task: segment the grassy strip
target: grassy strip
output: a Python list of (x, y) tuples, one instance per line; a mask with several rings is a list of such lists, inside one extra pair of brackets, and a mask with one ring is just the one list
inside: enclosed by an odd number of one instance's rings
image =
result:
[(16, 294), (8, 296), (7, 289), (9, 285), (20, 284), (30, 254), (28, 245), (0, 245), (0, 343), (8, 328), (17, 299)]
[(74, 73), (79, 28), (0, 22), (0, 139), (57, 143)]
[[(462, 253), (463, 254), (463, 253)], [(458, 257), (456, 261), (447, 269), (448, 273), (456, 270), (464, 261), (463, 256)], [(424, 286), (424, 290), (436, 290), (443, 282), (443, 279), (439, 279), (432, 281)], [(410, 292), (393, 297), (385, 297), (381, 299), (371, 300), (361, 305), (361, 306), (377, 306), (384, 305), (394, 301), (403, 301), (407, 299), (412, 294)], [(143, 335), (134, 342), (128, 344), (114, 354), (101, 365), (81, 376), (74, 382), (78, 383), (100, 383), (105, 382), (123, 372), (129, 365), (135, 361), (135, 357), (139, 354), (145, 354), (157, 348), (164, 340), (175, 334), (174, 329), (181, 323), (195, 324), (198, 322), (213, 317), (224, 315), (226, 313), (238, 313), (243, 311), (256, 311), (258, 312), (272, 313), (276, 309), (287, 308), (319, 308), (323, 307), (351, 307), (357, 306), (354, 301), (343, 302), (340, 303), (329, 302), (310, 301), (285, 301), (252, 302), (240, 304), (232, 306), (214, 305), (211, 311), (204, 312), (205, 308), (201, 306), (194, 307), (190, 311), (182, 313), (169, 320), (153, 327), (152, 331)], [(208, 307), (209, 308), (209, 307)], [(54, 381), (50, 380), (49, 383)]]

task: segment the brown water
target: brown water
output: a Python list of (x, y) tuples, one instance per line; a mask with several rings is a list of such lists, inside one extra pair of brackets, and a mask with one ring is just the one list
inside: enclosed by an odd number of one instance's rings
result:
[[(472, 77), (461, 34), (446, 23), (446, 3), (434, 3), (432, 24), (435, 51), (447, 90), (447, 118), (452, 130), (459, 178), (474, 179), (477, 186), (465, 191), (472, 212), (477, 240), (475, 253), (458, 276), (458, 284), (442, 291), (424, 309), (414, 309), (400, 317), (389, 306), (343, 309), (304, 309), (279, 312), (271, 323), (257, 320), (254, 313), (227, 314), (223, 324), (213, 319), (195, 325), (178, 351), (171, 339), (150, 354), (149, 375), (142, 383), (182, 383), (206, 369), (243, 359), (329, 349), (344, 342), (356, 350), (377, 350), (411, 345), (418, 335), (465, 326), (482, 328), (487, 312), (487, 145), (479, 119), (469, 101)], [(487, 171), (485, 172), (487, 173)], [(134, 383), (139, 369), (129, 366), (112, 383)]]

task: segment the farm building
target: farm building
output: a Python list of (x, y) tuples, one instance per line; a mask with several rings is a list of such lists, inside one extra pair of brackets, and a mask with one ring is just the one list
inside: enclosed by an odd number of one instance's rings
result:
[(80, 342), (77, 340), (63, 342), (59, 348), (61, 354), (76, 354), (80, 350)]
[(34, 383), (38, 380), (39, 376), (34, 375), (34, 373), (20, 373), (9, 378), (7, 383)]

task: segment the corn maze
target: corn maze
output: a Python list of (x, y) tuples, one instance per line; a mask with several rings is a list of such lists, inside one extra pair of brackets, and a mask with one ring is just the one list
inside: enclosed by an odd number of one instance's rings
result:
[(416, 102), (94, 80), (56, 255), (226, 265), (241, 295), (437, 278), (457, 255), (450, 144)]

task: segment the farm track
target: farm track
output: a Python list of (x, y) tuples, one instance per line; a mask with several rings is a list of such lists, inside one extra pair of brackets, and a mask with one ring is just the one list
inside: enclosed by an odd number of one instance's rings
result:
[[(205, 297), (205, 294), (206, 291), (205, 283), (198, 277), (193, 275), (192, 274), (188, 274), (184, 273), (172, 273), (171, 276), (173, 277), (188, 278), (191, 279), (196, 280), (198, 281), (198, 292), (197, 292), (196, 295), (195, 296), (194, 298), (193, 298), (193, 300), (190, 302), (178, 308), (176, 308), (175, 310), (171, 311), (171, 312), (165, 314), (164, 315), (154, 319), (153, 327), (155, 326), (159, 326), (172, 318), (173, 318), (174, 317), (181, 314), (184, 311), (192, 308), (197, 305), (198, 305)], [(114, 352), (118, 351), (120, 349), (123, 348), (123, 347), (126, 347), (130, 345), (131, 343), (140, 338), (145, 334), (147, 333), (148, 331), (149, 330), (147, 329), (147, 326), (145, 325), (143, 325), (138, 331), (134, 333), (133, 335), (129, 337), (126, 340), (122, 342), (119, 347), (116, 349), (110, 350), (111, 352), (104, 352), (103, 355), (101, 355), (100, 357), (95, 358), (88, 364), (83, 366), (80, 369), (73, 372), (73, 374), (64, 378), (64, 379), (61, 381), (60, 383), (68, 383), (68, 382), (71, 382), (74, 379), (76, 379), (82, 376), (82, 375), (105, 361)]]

◇ ◇ ◇ ◇ ◇ ◇ ◇

Directions for this task »
Copy every line of the records above word for word, leaving nothing out and changing nothing.

Response to this task »
task: segment the grassy strip
target: grassy strip
output: a Python list of (x, y) tuples, one instance per line; a mask with several rings is a list of such lists, inside one extra pair of brackets, and a mask with one ring is just the one list
inside: enclosed by an odd number of one instance's rings
image =
result:
[(16, 294), (8, 296), (7, 289), (9, 285), (20, 284), (30, 254), (28, 245), (0, 245), (0, 343), (8, 328), (17, 299)]
[(74, 73), (79, 28), (0, 22), (0, 139), (57, 143)]
[[(462, 253), (463, 254), (463, 253)], [(458, 257), (456, 261), (447, 269), (448, 273), (456, 270), (464, 261), (463, 256)], [(424, 286), (424, 290), (436, 290), (443, 282), (443, 279), (439, 279), (432, 281)], [(410, 292), (393, 297), (385, 297), (381, 299), (371, 300), (361, 305), (361, 306), (377, 306), (384, 305), (394, 301), (403, 301), (407, 299), (412, 294)], [(143, 335), (134, 342), (128, 344), (114, 354), (101, 365), (81, 376), (74, 382), (78, 383), (100, 383), (105, 382), (123, 372), (129, 365), (135, 361), (135, 357), (139, 354), (145, 354), (157, 348), (164, 340), (175, 334), (174, 329), (181, 323), (195, 324), (198, 322), (213, 317), (224, 315), (226, 313), (238, 313), (243, 311), (256, 311), (258, 312), (272, 313), (276, 309), (287, 308), (319, 308), (323, 307), (351, 307), (357, 306), (354, 301), (343, 302), (340, 303), (329, 302), (310, 301), (285, 301), (252, 302), (240, 304), (232, 306), (214, 305), (211, 311), (204, 312), (205, 308), (201, 306), (194, 307), (190, 311), (182, 313), (169, 320), (153, 327), (152, 331)], [(208, 307), (209, 308), (209, 307)], [(54, 381), (50, 380), (49, 383)]]

task: segment the brown water
target: brown water
output: a Python list of (x, y) tuples, one instance per line; a mask with several rings is a list of such lists, inside one extra pair of brackets, and a mask with one ring is just the one list
inside: enclosed by an odd number of one instance's rings
result:
[[(472, 77), (461, 34), (446, 23), (446, 3), (434, 3), (432, 24), (435, 51), (447, 90), (447, 118), (452, 130), (459, 178), (474, 179), (477, 186), (465, 191), (472, 212), (477, 240), (475, 253), (458, 276), (458, 284), (442, 291), (424, 309), (414, 309), (400, 317), (389, 306), (343, 309), (304, 309), (279, 312), (271, 323), (257, 320), (254, 313), (227, 314), (223, 324), (213, 319), (195, 325), (178, 351), (171, 339), (150, 354), (149, 375), (142, 383), (182, 383), (206, 369), (243, 359), (329, 349), (344, 342), (356, 350), (377, 350), (411, 345), (418, 335), (465, 326), (482, 328), (487, 312), (487, 145), (479, 119), (469, 101)], [(487, 171), (485, 172), (487, 173)], [(134, 383), (139, 369), (129, 366), (112, 383)]]

task: segment the farm building
target: farm building
output: a Python list of (x, y) tuples, one instance per line; a mask with several rings is a list of such lists, inside one extra pair of brackets, and a mask with one ring is just the one list
inside: enclosed by an odd number of one instance's rings
result:
[(80, 342), (77, 340), (63, 342), (59, 348), (61, 354), (76, 354), (80, 350)]
[(34, 383), (38, 380), (39, 376), (34, 375), (34, 373), (20, 373), (9, 378), (7, 383)]

task: segment the corn maze
target: corn maze
output: a Python list of (x, y) tuples, one instance per line; a mask with several rings is a list of such lists, inside one extra pair of brackets, and a mask with one ring is just the one list
inside: enclosed by an odd number of one instance's rings
result:
[(416, 102), (94, 80), (56, 255), (226, 265), (241, 295), (437, 278), (457, 255), (450, 144)]

task: segment the farm track
target: farm track
output: a Python list of (x, y) tuples, one instance per line; a mask with several rings is a list of such lists, inside one extra pair of brackets, and a mask with one ring is just the one list
inside: enclosed by an odd number of one instance's rings
result:
[[(205, 297), (205, 294), (206, 291), (205, 283), (198, 277), (193, 275), (192, 274), (188, 274), (184, 273), (172, 273), (171, 276), (173, 277), (188, 278), (191, 279), (196, 280), (198, 281), (198, 292), (197, 292), (196, 295), (195, 296), (194, 298), (193, 298), (193, 300), (190, 302), (178, 308), (176, 308), (175, 310), (171, 311), (171, 312), (165, 314), (164, 315), (154, 319), (153, 327), (155, 326), (159, 326), (172, 318), (173, 318), (174, 317), (181, 314), (184, 311), (192, 308), (197, 305), (198, 305)], [(114, 352), (118, 351), (120, 349), (123, 348), (123, 347), (126, 347), (130, 345), (131, 343), (140, 338), (145, 334), (147, 333), (148, 331), (149, 330), (147, 329), (147, 326), (145, 325), (143, 325), (138, 331), (134, 333), (133, 335), (129, 337), (126, 340), (122, 342), (119, 347), (116, 349), (110, 350), (111, 352), (104, 352), (103, 355), (101, 355), (100, 357), (95, 358), (88, 364), (83, 366), (80, 369), (73, 372), (73, 374), (64, 378), (64, 379), (61, 381), (60, 383), (68, 383), (68, 382), (71, 382), (74, 379), (76, 379), (82, 376), (82, 375), (105, 361)]]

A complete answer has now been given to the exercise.